Arrange everything from the line containing "Target: white cloud" down to and including the line containing "205 62 L 205" as a Markdown table with the columns Row and Line. Number each row and leave out blank lines.

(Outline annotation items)

· · · · · · ·

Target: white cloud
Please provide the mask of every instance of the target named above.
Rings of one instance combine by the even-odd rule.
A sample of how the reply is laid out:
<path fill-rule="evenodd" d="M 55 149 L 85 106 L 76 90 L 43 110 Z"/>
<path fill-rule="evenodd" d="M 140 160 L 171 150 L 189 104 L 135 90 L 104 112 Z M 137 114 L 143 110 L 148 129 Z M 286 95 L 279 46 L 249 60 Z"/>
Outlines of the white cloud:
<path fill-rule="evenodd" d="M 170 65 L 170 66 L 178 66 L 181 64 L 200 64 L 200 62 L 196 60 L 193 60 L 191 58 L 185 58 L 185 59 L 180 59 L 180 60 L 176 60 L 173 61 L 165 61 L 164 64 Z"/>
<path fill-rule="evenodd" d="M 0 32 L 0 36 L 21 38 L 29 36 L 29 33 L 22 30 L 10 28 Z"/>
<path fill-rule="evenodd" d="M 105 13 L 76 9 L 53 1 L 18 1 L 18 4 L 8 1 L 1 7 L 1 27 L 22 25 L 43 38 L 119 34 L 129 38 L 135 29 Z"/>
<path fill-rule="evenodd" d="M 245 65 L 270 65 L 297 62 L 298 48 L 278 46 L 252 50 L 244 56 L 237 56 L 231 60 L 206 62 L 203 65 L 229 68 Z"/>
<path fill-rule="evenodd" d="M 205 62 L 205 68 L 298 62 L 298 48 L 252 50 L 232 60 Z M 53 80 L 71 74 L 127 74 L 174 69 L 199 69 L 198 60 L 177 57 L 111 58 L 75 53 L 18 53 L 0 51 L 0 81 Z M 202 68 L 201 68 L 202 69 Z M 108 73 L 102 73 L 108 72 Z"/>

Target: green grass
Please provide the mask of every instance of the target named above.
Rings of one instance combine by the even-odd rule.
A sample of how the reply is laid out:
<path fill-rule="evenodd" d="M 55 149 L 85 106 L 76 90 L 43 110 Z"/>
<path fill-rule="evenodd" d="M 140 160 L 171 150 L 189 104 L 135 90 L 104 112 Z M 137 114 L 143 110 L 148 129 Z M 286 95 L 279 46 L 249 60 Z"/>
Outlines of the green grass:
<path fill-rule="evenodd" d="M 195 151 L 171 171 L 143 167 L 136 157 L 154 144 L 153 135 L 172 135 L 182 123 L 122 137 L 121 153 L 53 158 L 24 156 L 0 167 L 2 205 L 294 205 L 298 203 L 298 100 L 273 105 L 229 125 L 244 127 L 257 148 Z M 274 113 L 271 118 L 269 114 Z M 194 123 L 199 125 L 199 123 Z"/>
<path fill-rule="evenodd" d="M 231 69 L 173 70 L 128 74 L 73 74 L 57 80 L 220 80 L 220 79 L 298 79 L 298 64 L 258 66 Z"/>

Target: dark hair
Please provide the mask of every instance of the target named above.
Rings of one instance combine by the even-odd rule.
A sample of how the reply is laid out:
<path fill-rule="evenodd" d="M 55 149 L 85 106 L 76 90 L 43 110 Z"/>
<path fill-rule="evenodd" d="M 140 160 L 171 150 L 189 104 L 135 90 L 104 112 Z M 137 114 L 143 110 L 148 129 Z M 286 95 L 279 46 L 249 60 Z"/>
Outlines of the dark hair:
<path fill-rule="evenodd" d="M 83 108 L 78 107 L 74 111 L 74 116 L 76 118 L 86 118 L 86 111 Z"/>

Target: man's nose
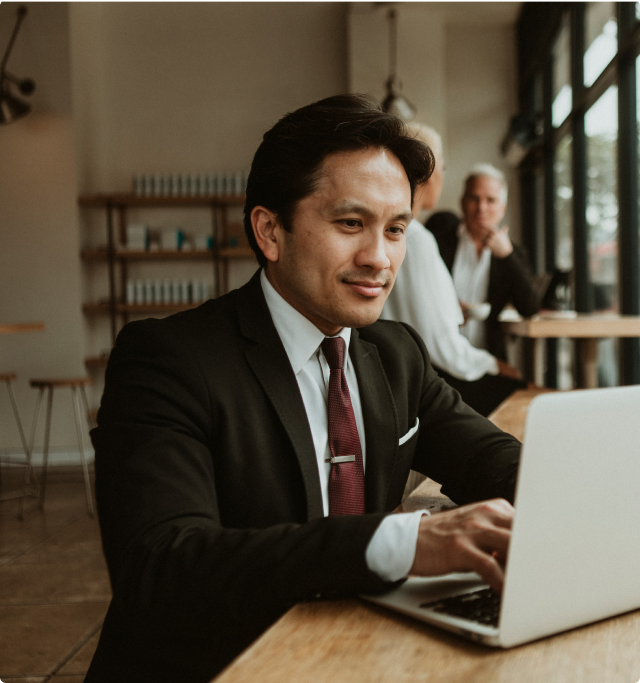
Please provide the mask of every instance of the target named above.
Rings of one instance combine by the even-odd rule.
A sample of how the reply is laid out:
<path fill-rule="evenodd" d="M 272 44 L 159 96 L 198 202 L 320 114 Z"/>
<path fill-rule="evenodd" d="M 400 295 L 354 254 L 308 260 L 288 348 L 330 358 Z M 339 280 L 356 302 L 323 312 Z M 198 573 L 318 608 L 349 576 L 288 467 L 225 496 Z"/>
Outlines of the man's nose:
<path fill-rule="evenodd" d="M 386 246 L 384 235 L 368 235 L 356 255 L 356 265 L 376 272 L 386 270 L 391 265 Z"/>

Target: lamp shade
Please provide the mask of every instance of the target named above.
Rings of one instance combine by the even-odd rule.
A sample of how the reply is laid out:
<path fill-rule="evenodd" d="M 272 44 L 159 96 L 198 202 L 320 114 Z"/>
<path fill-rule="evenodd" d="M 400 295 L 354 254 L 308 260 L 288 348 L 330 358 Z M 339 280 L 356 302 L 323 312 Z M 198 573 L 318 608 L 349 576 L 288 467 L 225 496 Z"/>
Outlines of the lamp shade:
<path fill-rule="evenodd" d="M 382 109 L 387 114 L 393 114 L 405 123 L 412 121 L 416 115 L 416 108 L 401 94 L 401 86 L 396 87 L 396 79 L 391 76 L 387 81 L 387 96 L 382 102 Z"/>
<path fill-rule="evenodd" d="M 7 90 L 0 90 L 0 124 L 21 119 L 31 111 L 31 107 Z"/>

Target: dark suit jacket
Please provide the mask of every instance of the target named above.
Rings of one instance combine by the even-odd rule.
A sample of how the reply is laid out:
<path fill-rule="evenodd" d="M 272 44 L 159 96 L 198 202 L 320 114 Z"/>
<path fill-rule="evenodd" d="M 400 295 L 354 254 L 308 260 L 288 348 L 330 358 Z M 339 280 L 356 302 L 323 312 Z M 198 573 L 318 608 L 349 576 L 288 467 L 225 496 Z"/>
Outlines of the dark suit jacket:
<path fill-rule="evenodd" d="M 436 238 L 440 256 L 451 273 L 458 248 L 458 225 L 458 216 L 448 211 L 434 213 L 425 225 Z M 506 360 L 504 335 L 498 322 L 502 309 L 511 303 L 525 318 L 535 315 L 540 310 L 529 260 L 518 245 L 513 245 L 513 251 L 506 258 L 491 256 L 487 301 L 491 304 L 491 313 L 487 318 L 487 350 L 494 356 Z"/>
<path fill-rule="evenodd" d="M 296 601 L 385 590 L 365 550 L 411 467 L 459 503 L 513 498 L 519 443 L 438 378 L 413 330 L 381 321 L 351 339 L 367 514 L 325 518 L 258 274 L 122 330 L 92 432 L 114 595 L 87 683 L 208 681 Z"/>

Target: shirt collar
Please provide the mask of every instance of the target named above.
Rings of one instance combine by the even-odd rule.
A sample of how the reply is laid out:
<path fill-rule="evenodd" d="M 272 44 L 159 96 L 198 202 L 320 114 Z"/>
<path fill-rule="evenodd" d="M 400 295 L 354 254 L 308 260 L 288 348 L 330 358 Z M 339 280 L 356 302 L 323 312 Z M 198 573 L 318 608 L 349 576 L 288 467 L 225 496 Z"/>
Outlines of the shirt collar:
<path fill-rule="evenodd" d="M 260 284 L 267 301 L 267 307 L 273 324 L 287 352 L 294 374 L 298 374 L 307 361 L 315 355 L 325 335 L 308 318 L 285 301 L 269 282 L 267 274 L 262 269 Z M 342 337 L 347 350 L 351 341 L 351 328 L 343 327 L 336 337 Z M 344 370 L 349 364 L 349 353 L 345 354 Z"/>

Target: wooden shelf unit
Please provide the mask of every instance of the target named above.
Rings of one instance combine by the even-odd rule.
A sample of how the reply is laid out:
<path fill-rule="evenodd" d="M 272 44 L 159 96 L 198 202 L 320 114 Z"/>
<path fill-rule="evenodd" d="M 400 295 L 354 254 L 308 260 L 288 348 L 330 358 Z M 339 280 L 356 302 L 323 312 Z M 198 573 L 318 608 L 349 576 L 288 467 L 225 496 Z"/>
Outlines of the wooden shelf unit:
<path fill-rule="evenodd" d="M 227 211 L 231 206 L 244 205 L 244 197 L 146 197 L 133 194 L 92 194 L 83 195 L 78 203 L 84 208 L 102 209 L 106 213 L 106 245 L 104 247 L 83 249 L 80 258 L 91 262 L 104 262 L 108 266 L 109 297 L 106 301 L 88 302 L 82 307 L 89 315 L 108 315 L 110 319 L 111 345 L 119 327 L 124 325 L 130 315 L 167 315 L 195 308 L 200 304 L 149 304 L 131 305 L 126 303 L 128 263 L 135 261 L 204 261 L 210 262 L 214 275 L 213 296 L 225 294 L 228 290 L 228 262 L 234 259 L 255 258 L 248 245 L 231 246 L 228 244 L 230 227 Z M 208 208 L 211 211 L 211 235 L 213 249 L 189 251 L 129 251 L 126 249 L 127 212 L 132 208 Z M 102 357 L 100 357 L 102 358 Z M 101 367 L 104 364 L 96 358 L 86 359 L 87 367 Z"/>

· · · · · · ·

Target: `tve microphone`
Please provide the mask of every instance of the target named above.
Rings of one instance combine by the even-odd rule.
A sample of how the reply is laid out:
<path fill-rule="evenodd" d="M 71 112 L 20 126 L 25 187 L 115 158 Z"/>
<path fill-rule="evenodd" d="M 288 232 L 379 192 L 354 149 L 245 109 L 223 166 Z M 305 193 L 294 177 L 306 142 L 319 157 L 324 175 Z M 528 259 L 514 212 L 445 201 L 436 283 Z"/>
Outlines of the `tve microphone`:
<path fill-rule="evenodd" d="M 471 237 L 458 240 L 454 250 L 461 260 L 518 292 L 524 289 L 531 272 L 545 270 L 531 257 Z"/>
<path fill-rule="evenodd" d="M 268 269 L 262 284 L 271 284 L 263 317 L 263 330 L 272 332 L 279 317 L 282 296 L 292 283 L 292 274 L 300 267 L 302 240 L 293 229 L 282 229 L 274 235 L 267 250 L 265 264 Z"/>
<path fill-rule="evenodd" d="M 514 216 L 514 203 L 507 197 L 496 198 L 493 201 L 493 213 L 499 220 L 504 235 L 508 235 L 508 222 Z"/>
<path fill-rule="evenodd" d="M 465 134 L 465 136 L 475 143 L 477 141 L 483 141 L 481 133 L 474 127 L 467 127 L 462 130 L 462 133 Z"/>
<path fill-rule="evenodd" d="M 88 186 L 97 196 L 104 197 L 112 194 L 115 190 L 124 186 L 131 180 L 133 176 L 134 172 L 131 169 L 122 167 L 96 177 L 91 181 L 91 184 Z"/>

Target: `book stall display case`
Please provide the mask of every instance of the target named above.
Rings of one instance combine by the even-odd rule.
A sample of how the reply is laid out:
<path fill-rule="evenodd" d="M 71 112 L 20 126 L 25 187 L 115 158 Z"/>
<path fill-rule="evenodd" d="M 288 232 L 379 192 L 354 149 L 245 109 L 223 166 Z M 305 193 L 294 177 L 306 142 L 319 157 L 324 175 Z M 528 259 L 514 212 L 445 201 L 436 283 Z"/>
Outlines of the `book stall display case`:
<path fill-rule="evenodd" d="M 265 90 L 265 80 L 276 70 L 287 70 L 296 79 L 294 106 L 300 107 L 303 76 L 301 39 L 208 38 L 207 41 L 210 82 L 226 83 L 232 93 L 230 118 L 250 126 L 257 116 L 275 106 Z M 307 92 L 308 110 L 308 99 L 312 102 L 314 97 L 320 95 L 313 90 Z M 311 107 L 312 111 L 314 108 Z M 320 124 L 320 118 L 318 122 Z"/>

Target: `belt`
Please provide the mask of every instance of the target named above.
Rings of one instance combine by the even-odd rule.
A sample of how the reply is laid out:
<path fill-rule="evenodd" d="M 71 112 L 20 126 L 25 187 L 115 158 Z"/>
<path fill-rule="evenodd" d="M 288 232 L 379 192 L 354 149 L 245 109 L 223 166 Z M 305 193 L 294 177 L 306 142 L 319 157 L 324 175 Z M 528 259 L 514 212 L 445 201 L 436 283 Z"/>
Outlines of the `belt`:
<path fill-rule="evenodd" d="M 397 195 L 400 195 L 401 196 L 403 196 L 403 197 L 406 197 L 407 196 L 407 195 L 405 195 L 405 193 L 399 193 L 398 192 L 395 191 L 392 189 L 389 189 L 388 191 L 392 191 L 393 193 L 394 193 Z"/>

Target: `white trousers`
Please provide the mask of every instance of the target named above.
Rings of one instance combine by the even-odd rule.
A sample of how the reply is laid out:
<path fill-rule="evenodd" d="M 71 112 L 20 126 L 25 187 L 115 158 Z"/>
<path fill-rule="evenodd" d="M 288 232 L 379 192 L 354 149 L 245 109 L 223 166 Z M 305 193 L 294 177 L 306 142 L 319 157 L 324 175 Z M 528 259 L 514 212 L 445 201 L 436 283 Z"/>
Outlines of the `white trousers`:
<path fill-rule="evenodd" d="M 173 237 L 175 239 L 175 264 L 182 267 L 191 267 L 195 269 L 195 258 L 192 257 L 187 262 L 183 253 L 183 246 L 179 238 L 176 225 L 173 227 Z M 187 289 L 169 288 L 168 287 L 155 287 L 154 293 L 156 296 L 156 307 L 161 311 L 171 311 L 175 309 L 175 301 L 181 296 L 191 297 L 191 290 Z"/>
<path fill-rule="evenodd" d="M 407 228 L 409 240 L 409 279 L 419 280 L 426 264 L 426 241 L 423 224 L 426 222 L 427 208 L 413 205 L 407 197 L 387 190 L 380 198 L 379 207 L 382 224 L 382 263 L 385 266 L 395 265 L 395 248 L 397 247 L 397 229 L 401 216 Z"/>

· · · · · · ·

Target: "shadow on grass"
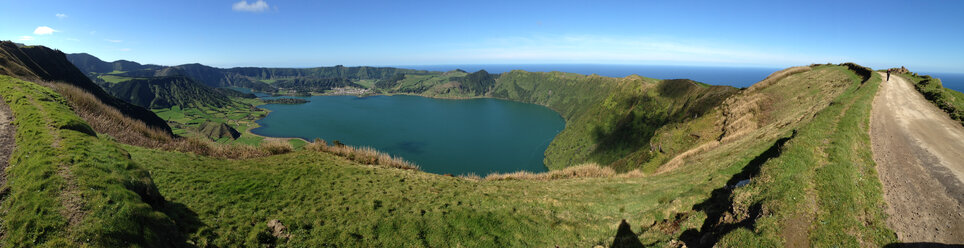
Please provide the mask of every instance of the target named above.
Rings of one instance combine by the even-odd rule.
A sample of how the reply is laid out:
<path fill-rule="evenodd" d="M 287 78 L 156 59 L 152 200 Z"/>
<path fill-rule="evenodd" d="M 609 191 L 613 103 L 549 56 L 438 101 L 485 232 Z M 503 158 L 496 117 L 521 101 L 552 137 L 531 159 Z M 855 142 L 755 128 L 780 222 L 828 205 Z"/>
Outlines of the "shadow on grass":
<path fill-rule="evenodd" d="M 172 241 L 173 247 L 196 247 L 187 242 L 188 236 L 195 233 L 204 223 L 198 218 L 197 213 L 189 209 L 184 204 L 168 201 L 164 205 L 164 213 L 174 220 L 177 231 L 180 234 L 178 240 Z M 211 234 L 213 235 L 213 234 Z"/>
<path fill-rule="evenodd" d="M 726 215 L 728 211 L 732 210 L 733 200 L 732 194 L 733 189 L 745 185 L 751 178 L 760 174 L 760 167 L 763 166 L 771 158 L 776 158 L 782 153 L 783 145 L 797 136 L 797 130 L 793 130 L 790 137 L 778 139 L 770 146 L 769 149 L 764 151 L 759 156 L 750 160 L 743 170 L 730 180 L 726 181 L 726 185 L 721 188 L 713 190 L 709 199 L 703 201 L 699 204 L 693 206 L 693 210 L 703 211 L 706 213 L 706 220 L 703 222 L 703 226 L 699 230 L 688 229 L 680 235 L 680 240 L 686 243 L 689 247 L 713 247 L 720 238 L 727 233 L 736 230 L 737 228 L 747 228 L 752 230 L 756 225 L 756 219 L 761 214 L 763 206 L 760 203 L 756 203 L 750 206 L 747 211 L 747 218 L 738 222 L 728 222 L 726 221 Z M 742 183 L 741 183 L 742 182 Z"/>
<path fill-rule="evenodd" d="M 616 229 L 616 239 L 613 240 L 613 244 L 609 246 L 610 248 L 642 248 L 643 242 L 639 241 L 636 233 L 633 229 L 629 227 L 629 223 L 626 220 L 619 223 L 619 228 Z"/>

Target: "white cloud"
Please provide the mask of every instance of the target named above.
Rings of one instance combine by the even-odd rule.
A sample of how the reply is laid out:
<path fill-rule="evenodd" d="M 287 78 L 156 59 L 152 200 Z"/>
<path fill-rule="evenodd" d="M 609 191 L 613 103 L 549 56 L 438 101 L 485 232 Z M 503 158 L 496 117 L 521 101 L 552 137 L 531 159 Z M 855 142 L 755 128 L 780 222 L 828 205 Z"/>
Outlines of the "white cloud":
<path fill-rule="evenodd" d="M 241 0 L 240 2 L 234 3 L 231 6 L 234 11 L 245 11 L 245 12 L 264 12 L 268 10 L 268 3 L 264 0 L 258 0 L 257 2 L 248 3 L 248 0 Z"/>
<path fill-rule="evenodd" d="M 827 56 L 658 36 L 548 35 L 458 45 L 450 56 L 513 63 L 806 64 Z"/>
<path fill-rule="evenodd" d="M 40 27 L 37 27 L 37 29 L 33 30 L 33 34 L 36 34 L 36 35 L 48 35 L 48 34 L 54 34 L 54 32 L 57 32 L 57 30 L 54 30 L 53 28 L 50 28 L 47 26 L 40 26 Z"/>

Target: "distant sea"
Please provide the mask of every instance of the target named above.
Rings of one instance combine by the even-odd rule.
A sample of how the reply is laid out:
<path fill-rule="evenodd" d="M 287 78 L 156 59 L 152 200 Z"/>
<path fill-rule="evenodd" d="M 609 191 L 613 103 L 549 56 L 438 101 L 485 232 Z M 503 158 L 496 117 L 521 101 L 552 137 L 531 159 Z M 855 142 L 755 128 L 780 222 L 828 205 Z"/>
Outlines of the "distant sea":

· · · · · · ·

• [Exercise result]
| Row | Line |
|---|---|
| 1 | Target: white cloud |
| 2 | Please provide the mask of every instance of the target named above. |
| 3 | Rings of one instance combine by the even-odd rule. |
| 4 | A sample of how the reply is laid out: |
| 5 | <path fill-rule="evenodd" d="M 55 149 L 85 106 L 76 90 L 43 110 Z"/> |
| 6 | <path fill-rule="evenodd" d="M 140 160 L 171 150 L 189 104 L 135 90 L 104 112 Z M 137 114 L 143 110 L 148 129 Z M 286 95 L 279 46 L 249 60 Z"/> |
| 7 | Outlines of the white cloud: |
| 8 | <path fill-rule="evenodd" d="M 170 65 L 170 66 L 178 66 L 181 64 L 200 64 L 200 62 L 196 60 L 193 60 L 191 58 L 185 58 L 185 59 L 180 59 L 180 60 L 176 60 L 173 61 L 165 61 L 164 64 Z"/> |
| 9 | <path fill-rule="evenodd" d="M 0 32 L 0 36 L 21 38 L 29 36 L 29 33 L 22 30 L 10 28 Z"/> |
| 10 | <path fill-rule="evenodd" d="M 105 13 L 76 9 L 53 1 L 18 1 L 18 4 L 8 1 L 1 7 L 1 27 L 22 25 L 43 38 L 119 34 L 129 38 L 135 29 Z"/> |
| 11 | <path fill-rule="evenodd" d="M 245 65 L 270 65 L 297 62 L 298 48 L 278 46 L 252 50 L 244 56 L 237 56 L 231 60 L 206 62 L 203 65 L 229 68 Z"/> |
| 12 | <path fill-rule="evenodd" d="M 205 62 L 205 68 L 298 62 L 298 48 L 252 50 L 232 60 Z M 53 80 L 71 74 L 127 74 L 174 69 L 199 69 L 198 60 L 177 57 L 111 58 L 75 53 L 18 53 L 0 51 L 0 81 Z M 202 68 L 201 68 L 202 69 Z M 108 73 L 102 73 L 108 72 Z"/> |